Copy out the entries that follow, unchanged.

####################

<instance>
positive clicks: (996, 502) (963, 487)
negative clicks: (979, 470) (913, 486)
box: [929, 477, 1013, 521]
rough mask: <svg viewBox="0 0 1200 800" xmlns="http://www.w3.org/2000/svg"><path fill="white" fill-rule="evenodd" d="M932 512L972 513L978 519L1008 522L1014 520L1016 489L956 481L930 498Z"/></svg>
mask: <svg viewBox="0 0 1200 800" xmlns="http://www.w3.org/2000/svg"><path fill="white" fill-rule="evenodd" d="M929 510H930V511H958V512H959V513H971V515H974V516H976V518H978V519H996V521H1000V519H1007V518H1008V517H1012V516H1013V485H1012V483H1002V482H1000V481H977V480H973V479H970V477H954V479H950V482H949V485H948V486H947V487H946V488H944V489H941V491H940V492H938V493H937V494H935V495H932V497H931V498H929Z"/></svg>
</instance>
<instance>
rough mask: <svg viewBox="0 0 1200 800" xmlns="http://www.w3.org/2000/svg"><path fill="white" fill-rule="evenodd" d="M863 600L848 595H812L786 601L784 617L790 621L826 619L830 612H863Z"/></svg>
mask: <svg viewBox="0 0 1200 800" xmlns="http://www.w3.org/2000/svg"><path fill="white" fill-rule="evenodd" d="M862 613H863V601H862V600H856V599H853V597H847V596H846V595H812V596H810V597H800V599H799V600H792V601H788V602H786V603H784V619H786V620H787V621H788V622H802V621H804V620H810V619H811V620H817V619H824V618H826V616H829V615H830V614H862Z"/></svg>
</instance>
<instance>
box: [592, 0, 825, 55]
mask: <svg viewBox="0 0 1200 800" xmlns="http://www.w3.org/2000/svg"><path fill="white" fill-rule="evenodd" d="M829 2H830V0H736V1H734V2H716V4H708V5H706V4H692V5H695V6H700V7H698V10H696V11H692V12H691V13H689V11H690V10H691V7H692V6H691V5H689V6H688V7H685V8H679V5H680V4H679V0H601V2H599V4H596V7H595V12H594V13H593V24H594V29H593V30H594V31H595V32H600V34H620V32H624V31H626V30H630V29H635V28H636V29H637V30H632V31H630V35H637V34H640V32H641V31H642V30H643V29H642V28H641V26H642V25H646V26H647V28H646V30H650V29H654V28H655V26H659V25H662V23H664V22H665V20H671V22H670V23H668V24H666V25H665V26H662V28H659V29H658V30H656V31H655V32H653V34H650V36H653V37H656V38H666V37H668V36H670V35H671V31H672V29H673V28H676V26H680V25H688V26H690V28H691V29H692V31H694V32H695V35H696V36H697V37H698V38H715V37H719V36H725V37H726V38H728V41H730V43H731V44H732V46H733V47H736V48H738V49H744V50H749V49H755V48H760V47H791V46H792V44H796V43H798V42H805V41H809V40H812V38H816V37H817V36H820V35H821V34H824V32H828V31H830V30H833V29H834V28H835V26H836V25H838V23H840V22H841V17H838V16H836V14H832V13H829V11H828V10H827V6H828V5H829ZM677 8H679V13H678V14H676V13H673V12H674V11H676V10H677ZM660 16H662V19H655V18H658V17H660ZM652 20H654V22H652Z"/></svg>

####################

● **Response**
<instance>
positive clicks: (996, 502) (963, 487)
negative clicks: (979, 470) (913, 486)
box: [929, 477, 1013, 521]
rough mask: <svg viewBox="0 0 1200 800" xmlns="http://www.w3.org/2000/svg"><path fill="white" fill-rule="evenodd" d="M932 512L972 513L978 519L1008 522L1014 520L1016 489L956 481L930 498Z"/></svg>
mask: <svg viewBox="0 0 1200 800" xmlns="http://www.w3.org/2000/svg"><path fill="white" fill-rule="evenodd" d="M929 510H930V511H958V512H959V513H971V515H974V516H976V518H978V519H996V521H1000V519H1007V518H1008V517H1012V516H1013V485H1012V483H1002V482H1000V481H977V480H973V479H970V477H954V479H950V482H949V485H948V486H947V487H946V488H944V489H941V491H940V492H938V493H937V494H935V495H932V497H931V498H929Z"/></svg>
</instance>
<instance>
rough mask: <svg viewBox="0 0 1200 800" xmlns="http://www.w3.org/2000/svg"><path fill="white" fill-rule="evenodd" d="M863 600L848 595H812L786 601L784 617L790 621L826 619L830 612H863Z"/></svg>
mask: <svg viewBox="0 0 1200 800" xmlns="http://www.w3.org/2000/svg"><path fill="white" fill-rule="evenodd" d="M862 613H863V601H862V600H856V599H853V597H847V596H846V595H812V596H810V597H800V599H799V600H792V601H788V602H786V603H784V619H786V620H787V621H788V622H802V621H804V620H810V619H811V620H817V619H824V618H826V616H829V615H830V614H862Z"/></svg>
</instance>
<instance>
box: [592, 0, 825, 55]
mask: <svg viewBox="0 0 1200 800" xmlns="http://www.w3.org/2000/svg"><path fill="white" fill-rule="evenodd" d="M829 2H830V0H736V1H734V2H716V4H708V5H706V4H692V5H695V6H700V7H698V10H696V11H692V12H691V13H689V11H690V10H691V7H692V6H691V5H689V6H688V7H685V8H679V5H680V4H679V0H601V2H599V4H596V7H595V12H594V13H593V24H594V29H593V30H594V31H595V32H600V34H620V32H624V31H626V30H630V29H635V28H636V29H637V30H632V31H630V35H637V34H640V32H641V31H642V30H643V29H642V28H641V26H642V25H646V26H647V28H646V30H650V29H654V28H655V26H659V25H662V23H664V22H665V20H671V22H670V23H668V24H666V25H665V26H662V28H659V29H658V30H656V31H655V32H653V34H650V36H653V37H656V38H666V37H668V36H670V35H671V31H672V29H673V28H676V26H680V25H688V26H690V28H691V29H692V31H694V32H695V35H696V36H697V37H698V38H715V37H719V36H725V37H726V38H728V41H730V43H731V44H732V46H733V47H736V48H738V49H744V50H749V49H755V48H760V47H791V46H792V44H796V43H798V42H805V41H809V40H812V38H816V37H817V36H820V35H821V34H824V32H828V31H830V30H833V29H834V28H835V26H836V25H838V23H840V22H841V17H838V16H836V14H832V13H829V11H828V10H827V6H828V5H829ZM677 8H679V13H678V14H676V13H673V12H674V11H676V10H677ZM660 16H662V19H655V18H658V17H660ZM652 20H654V22H652Z"/></svg>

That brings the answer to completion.